### [SHORT PROBLEM]
Copy out the records again, putting "Give" wherever "Return" occurs and keeping everything else the same.

### [DATA PROVIDED]
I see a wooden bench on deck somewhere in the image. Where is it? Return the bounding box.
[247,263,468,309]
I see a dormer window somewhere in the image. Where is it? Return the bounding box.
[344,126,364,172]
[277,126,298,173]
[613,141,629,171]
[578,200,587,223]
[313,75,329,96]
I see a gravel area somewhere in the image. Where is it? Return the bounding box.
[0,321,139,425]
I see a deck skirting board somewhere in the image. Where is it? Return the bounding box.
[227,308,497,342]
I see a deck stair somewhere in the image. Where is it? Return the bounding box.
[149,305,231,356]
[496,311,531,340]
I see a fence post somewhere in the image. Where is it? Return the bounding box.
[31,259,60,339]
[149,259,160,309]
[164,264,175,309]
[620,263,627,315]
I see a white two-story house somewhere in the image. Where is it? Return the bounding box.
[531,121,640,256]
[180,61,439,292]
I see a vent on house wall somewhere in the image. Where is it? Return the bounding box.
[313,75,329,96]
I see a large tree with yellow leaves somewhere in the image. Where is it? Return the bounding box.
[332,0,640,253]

### [RESULT OF THE EXERCISE]
I see a wooden bench on deck somewhere in the image. Where is it? Give the bounding box.
[247,263,468,309]
I see a dormer window somewhere in the image. Where is it? Give the bounding box.
[344,126,364,172]
[277,126,298,173]
[613,141,629,171]
[578,200,587,223]
[313,75,329,96]
I see a gravel area somewhere in the image. Where is it? Give the bounding box.
[0,321,139,425]
I see a deck skirting board somewhere in the image. Where is it? Give the bounding box.
[227,308,497,342]
I see a deck stair somewhere in the image. Where is it? Give the bounding box.
[149,305,231,356]
[496,311,531,340]
I see a fence post somewhere in the image. Where is it? Give the bounding box.
[31,259,60,339]
[149,259,160,309]
[164,264,175,309]
[620,263,627,315]
I see a white two-story house somewhere in the image. Where is it? Give the bounding box.
[531,121,640,256]
[180,61,439,292]
I see a vent on house wall somewhere in the image. Where is it? Give the bounding box.
[313,75,329,96]
I see a large tree with yellow leaves somewhere in the image. Where is it? Give the bounding box.
[332,0,640,253]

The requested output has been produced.